── Fragment tekstu ──
Battlefield Vietnam - zapowiedź
Sequel Battlefield 1942, gry akcji stworzonej z myślą o rozgrywce wieloosobowej w sieci Internet. Użytkownik wciela się w rolę bezpośredniego uczestnika dalekowschodnich działań wojennych z lat 1964-1975.
Jakub Kowalczyk
Firma Digital Illusions zachęcona sukcesem Battlefield 1942 pracuje nad drugą częścią tej doskonałej gry akcji.
Battlefield Vietnam, o którym mowa, przeniesie nas w świat wojny wietnamskiej, rozgrywającej się w latach 1950 - 1975. Nowe czasy oznaczają nowe pojazdy, wyposażenie oraz scenerie.
Zapach napalmu o poranku...
Wraz z pojawieniem się Battlefield 1942 internetowa rozgrywka zyskała nowy wymiar. Dzięki pojazdom i naciskowi położonemu nie na detale historyczne, ale na szybkość i zręcznościowość rozgrywki, gra zyskała ogromną rzeszę fanów na całym świecie. Dice zamierza umieścić te same cechy wyróżniające 1942 w Vietnam, dodając kilka usprawnień.
───
── Dostarczone dane ──
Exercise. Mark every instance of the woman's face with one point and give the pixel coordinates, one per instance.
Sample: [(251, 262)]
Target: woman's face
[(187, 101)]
───
Zadania do wykonania ::
a) Zacytuj bez zmian fragment zapowiedzi gry Battlefield Vietnam: zacznij od miejsca ze słowami „Battlefield Vietnam, o”, a skończ po słowach „dodając kilka usprawnień.”.
b) Oceń, czy poniższe stwierdzenia zgadzają się z zapowiedzią gry Battlefield Vietnam. Przy każdym odpowiedz „tak” lub „nie” i przytocz dosłownie słowa tekstu, które o tym rozstrzygają.
(i) Nad Battlefield Vietnam pracuje firma Digital Illusions.
(ii) W Battlefield 1942 nacisk położono przede wszystkim na detale historyczne.
(iii) Nowa część przyniesie nowe pojazdy.
c) Co według zapowiedzi gry Battlefield Vietnam Dice zamierza umieścić w Vietnam?
Linie z danymi nie są potrzebne do pracy z tekstem.

Rozwiązania zadań ::
a)
Battlefield Vietnam, o którym mowa, przeniesie nas w świat wojny wietnamskiej, rozgrywającej się w latach 1950 - 1975. Nowe czasy oznaczają nowe pojazdy, wyposażenie oraz scenerie.
Zapach napalmu o poranku...
Wraz z pojawieniem się Battlefield 1942 internetowa rozgrywka zyskała nowy wymiar. Dzięki pojazdom i naciskowi położonemu nie na detale historyczne, ale na szybkość i zręcznościowość rozgrywki, gra zyskała ogromną rzeszę fanów na całym świecie. Dice zamierza umieścić te same cechy wyróżniające 1942 w Vietnam, dodając kilka usprawnień.

b)
(i) Tak: „Firma Digital Illusions zachęcona sukcesem Battlefield 1942 pracuje nad drugą częścią tej doskonałej gry akcji.”
(ii) Nie: „naciskowi położonemu nie na detale historyczne, ale na szybkość i zręcznościowość rozgrywki”.
(iii) Tak: „Nowe czasy oznaczają nowe pojazdy, wyposażenie oraz scenerie.”

c) Te same cechy wyróżniające 1942, z dodaniem kilku usprawnień.